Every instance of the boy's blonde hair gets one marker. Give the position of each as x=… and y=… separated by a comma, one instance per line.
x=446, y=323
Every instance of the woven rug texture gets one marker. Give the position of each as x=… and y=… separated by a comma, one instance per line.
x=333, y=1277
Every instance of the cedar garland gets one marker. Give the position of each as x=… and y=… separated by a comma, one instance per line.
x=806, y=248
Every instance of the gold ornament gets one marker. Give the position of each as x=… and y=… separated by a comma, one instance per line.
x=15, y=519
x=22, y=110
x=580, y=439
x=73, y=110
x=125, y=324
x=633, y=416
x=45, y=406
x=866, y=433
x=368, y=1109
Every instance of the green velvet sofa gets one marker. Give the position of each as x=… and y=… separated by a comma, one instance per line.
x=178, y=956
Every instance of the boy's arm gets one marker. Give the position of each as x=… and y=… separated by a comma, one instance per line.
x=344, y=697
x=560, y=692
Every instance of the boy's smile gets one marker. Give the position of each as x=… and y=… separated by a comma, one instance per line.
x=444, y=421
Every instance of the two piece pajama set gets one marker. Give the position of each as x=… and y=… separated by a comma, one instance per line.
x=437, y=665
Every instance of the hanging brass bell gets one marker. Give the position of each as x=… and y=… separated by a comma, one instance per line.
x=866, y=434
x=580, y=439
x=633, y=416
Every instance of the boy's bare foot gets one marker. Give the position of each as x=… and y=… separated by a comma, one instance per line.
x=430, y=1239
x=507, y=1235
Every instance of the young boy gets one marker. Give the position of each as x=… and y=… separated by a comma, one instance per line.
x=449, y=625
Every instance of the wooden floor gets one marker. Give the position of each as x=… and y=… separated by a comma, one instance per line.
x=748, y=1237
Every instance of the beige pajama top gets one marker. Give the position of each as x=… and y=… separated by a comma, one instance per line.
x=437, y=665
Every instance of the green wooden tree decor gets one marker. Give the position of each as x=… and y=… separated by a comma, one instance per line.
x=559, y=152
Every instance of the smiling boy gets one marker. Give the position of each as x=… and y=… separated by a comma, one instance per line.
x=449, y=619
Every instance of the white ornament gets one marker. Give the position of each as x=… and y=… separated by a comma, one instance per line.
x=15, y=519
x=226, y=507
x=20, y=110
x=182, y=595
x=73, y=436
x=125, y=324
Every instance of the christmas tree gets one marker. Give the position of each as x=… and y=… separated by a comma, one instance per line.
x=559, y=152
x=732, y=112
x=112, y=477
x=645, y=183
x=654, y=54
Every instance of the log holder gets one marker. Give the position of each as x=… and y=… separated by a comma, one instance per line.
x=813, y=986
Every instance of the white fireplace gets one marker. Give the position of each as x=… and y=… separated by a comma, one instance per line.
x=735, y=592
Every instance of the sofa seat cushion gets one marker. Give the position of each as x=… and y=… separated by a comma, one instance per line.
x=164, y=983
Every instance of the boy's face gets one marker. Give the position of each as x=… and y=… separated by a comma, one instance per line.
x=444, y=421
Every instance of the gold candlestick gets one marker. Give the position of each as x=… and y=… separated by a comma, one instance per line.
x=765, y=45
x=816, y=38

----------------

Lay out the records between the lines holding "Every instance of the two" and "x=735, y=592", inclusive, as a two-column CSV with the columns text and answer. Give one row per record, put each value in one quoted field, and replace line breaks with spaces.

_COMPLETE ANSWER_.
text,answer
"Every instance of the two piece pajama set gets one marker. Give the position of each as x=… and y=… separated by a comma, one instance per line.","x=437, y=665"
"Every instance of the hanging brass bell gets one marker. Give the position of each as x=… and y=… separated by a comma, one instance per line.","x=866, y=434 x=580, y=439 x=633, y=416"
"Every instance of the boy's bare foot gets one marker. Give the position of each as x=… and y=… separated by a comma, one instance per line.","x=430, y=1239 x=507, y=1235"
"Every instance of the young boy gets one marker. Give the position of each as x=… and y=… separated by a comma, one instance per line.","x=449, y=625"
"Every instance of the wooden floor gets one marker. Give the position of each as x=… and y=… separated by a comma, one instance per line.","x=748, y=1237"
"Every instance of the beige pajama top gets one marker. Give the position of each as x=… and y=… separated by a comma, one instance per line.","x=437, y=665"
"Every instance of the green wooden tree decor gets one marker. Give the position of each as x=… and y=… separated by a comma, one instance per line.","x=559, y=152"
"Every instance of the smiling boy gets one marker. Give the position of each as x=… and y=… separated by a comma, one instance per line.","x=449, y=619"
"Every instance of the white ornament gets one marker. Give the position of each as x=… and y=… separated by a comma, one instance per line.","x=15, y=519 x=226, y=507 x=20, y=110 x=182, y=595 x=73, y=436 x=125, y=324"
"Every instance of the christmas tree gets one marker. Give the position of each as x=… and y=… separated by a comma, one instance per line.","x=559, y=152 x=732, y=112 x=112, y=477 x=645, y=183 x=654, y=54"
"Every instance of the log holder gets one marker. Give the position of each as x=… and y=… separated by a comma, one instance per line.","x=813, y=986"
"Every instance of the white fireplace gets one marker. Give the position of each as x=… and y=… separated by a comma, one instance per line.","x=735, y=592"